-- start of Data section --

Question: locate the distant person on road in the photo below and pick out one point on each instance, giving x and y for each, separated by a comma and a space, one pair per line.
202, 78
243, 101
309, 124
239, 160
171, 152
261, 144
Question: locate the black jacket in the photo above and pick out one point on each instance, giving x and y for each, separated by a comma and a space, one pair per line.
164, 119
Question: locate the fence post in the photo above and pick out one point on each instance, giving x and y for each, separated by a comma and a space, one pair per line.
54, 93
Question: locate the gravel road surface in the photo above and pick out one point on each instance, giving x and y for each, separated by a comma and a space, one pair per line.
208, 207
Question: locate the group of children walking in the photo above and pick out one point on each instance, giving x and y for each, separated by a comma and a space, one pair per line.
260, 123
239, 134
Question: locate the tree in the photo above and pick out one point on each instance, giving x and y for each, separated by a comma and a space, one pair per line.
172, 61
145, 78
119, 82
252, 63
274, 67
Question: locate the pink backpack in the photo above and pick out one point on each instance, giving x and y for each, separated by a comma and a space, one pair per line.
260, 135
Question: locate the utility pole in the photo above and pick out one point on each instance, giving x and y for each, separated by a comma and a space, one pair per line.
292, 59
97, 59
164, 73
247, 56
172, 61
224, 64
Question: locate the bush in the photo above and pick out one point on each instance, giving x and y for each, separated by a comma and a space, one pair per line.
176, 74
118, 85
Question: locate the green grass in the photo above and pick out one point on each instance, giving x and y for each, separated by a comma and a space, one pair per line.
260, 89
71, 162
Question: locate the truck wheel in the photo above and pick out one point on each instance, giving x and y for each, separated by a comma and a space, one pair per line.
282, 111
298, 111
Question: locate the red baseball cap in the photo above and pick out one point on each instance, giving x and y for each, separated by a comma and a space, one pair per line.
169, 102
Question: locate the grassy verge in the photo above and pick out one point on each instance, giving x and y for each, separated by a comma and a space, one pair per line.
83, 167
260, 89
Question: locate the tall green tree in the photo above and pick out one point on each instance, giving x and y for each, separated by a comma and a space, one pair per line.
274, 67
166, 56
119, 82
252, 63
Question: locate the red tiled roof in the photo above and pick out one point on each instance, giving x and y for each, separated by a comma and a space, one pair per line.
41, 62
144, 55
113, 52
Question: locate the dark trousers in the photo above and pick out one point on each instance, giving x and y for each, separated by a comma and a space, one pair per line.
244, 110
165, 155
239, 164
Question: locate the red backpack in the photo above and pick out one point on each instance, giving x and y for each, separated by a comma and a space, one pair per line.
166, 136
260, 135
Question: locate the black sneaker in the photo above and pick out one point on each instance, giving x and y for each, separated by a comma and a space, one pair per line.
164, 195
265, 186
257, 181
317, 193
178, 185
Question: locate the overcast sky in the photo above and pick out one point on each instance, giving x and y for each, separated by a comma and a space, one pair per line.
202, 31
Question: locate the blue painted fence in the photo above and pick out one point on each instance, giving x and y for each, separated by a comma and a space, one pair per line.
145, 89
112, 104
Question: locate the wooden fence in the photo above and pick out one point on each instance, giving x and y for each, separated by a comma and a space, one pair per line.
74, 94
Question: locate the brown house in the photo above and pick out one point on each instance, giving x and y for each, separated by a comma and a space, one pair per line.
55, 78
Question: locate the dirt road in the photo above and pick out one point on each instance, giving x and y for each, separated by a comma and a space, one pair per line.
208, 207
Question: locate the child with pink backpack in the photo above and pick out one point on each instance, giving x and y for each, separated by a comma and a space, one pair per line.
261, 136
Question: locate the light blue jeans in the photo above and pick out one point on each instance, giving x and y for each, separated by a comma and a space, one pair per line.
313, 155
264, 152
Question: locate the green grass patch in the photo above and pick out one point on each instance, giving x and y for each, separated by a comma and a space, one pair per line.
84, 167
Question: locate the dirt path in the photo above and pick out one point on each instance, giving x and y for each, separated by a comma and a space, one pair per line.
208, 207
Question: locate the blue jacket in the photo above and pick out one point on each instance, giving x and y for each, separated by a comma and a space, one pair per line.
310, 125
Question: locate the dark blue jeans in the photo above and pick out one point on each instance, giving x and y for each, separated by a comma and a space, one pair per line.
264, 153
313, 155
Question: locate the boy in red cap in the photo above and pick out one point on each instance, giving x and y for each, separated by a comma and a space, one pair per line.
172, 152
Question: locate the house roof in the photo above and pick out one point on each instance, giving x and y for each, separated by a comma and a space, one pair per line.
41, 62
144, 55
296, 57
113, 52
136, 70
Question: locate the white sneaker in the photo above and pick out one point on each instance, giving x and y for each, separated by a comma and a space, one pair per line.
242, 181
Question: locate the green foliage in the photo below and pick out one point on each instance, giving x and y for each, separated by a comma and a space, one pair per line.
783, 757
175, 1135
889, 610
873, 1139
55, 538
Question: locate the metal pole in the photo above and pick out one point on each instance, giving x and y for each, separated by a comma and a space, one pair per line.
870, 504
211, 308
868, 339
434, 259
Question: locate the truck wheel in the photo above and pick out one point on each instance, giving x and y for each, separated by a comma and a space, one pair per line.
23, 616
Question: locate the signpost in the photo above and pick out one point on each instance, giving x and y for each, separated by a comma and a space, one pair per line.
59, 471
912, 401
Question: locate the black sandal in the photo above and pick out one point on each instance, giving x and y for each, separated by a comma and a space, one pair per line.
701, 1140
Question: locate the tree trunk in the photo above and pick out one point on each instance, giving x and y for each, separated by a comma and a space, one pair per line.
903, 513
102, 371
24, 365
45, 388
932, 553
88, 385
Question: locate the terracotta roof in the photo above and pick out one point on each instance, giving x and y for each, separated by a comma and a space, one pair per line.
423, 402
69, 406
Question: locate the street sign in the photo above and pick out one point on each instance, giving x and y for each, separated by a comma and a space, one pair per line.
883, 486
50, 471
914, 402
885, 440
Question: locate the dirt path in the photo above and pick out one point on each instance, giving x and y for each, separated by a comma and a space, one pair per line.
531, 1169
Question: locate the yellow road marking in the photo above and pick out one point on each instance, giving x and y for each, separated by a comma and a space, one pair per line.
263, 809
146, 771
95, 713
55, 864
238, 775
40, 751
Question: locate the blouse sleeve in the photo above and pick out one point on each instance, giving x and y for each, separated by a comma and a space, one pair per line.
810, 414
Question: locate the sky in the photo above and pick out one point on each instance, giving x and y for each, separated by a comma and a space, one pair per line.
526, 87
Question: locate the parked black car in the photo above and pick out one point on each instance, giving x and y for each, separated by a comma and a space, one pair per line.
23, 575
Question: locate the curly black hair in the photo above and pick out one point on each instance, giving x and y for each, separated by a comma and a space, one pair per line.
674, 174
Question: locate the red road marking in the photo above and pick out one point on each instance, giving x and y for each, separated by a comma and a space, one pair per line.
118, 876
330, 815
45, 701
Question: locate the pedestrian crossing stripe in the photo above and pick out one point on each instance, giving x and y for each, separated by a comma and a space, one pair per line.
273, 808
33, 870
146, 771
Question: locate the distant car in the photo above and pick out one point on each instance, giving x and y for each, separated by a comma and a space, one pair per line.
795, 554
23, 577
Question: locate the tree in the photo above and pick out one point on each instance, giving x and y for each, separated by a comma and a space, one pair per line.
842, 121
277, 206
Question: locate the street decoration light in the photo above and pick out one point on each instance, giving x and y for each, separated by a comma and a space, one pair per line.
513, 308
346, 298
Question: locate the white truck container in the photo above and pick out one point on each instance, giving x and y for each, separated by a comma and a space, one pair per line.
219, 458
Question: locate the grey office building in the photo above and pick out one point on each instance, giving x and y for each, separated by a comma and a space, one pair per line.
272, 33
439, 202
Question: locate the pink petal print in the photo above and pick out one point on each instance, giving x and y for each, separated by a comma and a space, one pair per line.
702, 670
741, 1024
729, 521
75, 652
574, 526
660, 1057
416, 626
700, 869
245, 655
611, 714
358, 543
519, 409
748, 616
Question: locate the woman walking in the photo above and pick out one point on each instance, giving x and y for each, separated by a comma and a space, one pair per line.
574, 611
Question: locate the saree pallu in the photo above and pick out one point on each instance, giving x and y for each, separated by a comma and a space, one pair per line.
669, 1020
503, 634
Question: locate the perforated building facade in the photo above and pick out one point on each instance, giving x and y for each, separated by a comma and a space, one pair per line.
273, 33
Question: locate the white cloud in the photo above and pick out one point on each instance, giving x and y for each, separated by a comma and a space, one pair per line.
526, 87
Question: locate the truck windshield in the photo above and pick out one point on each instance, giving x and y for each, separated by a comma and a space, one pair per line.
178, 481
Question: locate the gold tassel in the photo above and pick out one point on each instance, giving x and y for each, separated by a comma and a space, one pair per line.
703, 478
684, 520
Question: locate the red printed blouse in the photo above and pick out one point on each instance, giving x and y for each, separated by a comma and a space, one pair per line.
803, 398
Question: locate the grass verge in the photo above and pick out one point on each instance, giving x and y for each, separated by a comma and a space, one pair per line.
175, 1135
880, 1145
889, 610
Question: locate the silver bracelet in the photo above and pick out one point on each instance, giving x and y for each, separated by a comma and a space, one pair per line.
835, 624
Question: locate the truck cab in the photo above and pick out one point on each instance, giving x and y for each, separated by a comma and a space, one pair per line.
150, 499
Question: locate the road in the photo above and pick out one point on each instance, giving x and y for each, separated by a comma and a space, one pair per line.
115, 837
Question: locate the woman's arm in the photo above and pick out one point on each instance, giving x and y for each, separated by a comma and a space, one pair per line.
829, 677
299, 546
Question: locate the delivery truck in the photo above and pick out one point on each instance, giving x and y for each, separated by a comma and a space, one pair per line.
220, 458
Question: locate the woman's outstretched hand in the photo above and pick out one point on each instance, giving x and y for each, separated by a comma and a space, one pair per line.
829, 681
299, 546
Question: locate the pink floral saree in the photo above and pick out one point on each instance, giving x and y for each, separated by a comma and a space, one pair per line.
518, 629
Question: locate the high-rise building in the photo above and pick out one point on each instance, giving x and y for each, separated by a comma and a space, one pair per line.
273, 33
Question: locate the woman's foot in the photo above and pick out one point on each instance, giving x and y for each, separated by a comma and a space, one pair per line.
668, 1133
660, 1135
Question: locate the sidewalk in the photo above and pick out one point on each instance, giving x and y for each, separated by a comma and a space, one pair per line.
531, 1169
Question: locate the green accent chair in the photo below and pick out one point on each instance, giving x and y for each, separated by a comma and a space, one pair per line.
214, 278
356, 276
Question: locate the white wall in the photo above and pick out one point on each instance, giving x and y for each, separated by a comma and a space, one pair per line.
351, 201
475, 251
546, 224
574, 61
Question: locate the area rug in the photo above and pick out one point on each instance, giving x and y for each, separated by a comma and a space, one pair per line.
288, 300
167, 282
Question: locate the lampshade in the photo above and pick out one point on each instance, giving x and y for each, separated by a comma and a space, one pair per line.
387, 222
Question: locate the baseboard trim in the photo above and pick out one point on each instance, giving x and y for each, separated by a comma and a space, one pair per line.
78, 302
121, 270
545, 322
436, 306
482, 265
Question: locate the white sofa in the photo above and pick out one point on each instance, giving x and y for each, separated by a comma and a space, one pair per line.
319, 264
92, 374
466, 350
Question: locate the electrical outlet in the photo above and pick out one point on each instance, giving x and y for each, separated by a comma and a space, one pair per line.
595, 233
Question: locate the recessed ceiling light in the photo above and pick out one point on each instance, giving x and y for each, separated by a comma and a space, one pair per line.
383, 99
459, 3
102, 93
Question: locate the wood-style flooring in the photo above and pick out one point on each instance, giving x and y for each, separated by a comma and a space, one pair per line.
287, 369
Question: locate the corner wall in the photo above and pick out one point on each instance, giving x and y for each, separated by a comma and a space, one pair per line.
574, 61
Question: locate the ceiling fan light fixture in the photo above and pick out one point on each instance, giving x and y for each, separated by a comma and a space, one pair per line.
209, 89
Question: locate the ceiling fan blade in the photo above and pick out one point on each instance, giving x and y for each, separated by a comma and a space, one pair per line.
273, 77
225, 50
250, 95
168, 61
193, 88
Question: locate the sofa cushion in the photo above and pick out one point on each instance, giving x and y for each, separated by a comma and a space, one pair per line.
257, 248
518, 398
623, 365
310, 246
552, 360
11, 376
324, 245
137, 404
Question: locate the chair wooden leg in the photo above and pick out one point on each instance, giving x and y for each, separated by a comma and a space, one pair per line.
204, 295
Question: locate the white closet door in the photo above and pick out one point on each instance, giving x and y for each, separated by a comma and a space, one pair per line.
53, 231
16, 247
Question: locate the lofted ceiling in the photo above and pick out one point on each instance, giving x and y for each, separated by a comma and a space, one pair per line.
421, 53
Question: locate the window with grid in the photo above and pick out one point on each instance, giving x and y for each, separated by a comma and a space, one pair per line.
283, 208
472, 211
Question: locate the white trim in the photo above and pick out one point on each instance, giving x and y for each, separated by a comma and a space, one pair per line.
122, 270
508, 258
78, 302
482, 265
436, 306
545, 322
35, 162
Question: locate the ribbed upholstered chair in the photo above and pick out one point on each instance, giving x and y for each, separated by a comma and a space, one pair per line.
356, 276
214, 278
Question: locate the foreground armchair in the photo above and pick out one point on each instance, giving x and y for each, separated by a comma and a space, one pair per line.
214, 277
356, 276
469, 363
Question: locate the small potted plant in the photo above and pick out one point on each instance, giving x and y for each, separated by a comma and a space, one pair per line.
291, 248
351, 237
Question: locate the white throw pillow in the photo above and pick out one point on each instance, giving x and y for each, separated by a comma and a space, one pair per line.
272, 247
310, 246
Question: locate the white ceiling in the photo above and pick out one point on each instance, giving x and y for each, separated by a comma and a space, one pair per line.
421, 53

-- end of Data section --

## What you need to do
Give again the lines from the line holding "Question: locate the white closet" through the close of the listing, both included, exactly as written and with nothing else.

## Expected answer
Question: locate the white closet door in the photo above and pick out one point on each instance, giving x and y for each, separated by a comma and a space, one pair per line.
53, 231
16, 247
Question: locate the lofted ceiling in the photo above and pick out one point on each instance, giving x and y for each, separated by a comma and a space, one pair per line.
421, 53
Question: locate the window with grid in the photo above and pick out one point on each instance, giving x and y for each, separated by a comma and a space, one pair per line.
283, 208
472, 211
Question: locate the white trim in the photo above and pick out one point on each instance, giving x and y for each, separated by a comma and a space, one pair per line.
122, 270
508, 258
78, 302
482, 265
436, 306
545, 322
35, 162
Question: locate the ribbed upholstered chair in the photo above and pick out one point on each instance, giving x and y for each, separated by a comma and a space, one pair per line.
356, 276
214, 278
Question: locate the foreground armchair in the photo above and pick out one point on each instance, giving x and y for each, separated by a comma and a space, one pair per line.
214, 277
356, 276
469, 363
Question: locate the small potted plant in the photo above and pick out one point on each instance, giving x and y for each, separated by a comma and a space, one pair per line.
291, 248
351, 237
Question: locate the white throw pillow in the photo above and pick out one point on each instance, giving x and y for each, separated by a comma and a space, one pair per line.
272, 247
310, 246
Question: locate the white ceiling in the photo above and pick out one point on each instance, giving x and y for each, separated by a comma and a space, one pair per line.
421, 53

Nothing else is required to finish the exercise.